### Task statement
Repeat exactly the lines of the listing from the line containing "Return one point per instance of the camel in" through its last line, and nothing beyond them.

### Data for processing
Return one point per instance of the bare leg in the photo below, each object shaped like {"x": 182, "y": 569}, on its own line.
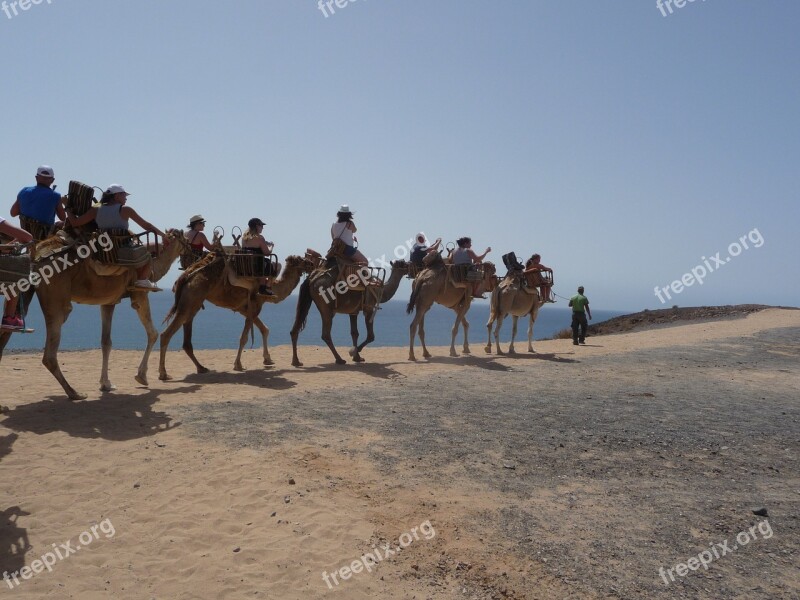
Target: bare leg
{"x": 106, "y": 315}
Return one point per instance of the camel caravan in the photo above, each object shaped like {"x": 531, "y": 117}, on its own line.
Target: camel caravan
{"x": 90, "y": 256}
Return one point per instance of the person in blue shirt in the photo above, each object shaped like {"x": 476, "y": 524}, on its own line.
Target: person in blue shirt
{"x": 39, "y": 205}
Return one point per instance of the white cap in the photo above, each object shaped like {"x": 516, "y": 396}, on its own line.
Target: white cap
{"x": 116, "y": 188}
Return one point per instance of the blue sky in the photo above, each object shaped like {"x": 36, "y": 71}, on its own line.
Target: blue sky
{"x": 622, "y": 145}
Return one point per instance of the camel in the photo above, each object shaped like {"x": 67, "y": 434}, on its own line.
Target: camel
{"x": 208, "y": 279}
{"x": 350, "y": 302}
{"x": 79, "y": 282}
{"x": 433, "y": 285}
{"x": 511, "y": 298}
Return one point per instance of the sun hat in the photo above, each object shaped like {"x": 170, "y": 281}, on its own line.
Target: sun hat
{"x": 196, "y": 219}
{"x": 116, "y": 188}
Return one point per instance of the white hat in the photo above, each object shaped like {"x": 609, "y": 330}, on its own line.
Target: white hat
{"x": 116, "y": 188}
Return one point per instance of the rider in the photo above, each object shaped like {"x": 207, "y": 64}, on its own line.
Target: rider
{"x": 344, "y": 229}
{"x": 533, "y": 273}
{"x": 39, "y": 205}
{"x": 254, "y": 243}
{"x": 421, "y": 249}
{"x": 464, "y": 255}
{"x": 11, "y": 317}
{"x": 113, "y": 214}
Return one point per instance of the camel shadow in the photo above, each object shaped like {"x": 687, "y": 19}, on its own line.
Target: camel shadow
{"x": 5, "y": 444}
{"x": 487, "y": 362}
{"x": 255, "y": 378}
{"x": 548, "y": 356}
{"x": 14, "y": 541}
{"x": 377, "y": 370}
{"x": 114, "y": 417}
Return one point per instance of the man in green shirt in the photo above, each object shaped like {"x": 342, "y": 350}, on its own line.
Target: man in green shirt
{"x": 580, "y": 308}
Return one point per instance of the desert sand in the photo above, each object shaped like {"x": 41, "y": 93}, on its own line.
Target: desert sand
{"x": 575, "y": 472}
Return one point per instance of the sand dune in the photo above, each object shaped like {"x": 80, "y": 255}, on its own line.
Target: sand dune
{"x": 573, "y": 473}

### The result
Return one point per instance of the camel in the photo above, each object shaped like {"x": 67, "y": 434}, on its own line.
Target: camel
{"x": 208, "y": 279}
{"x": 350, "y": 302}
{"x": 79, "y": 282}
{"x": 433, "y": 285}
{"x": 511, "y": 298}
Return one point per instance of the sun hat in the photo above, each object shaped like {"x": 170, "y": 281}, on its own line.
Target: sun hat
{"x": 196, "y": 219}
{"x": 116, "y": 188}
Return one point per instance of the white hat in the photo above, each object shaped like {"x": 609, "y": 330}, on its own line.
Target: white hat
{"x": 116, "y": 188}
Return one point per instance of the rider in the photo above, each object shaped like {"x": 207, "y": 64}, on its own line.
Target: rider
{"x": 344, "y": 229}
{"x": 533, "y": 273}
{"x": 39, "y": 205}
{"x": 254, "y": 243}
{"x": 421, "y": 249}
{"x": 464, "y": 255}
{"x": 11, "y": 317}
{"x": 113, "y": 214}
Return one point per instance of the camel shadow in the photo above, each object shaped like {"x": 687, "y": 19}, on its own line.
Target: camel shadow
{"x": 5, "y": 444}
{"x": 487, "y": 362}
{"x": 255, "y": 378}
{"x": 548, "y": 356}
{"x": 14, "y": 541}
{"x": 377, "y": 370}
{"x": 114, "y": 417}
Return one point per instance of the man in green shirt in the photo above, each object shaped like {"x": 342, "y": 350}, on its own line.
Target: man in green shirt
{"x": 580, "y": 308}
Return one point per instance of the desert sand in the photo above, each object shaped like {"x": 41, "y": 93}, on its own line.
Target: desert sand
{"x": 575, "y": 472}
Return one point per instance of the sand dune in the photo above, each object shaped like {"x": 80, "y": 255}, on its own line.
Target: sand dune
{"x": 573, "y": 473}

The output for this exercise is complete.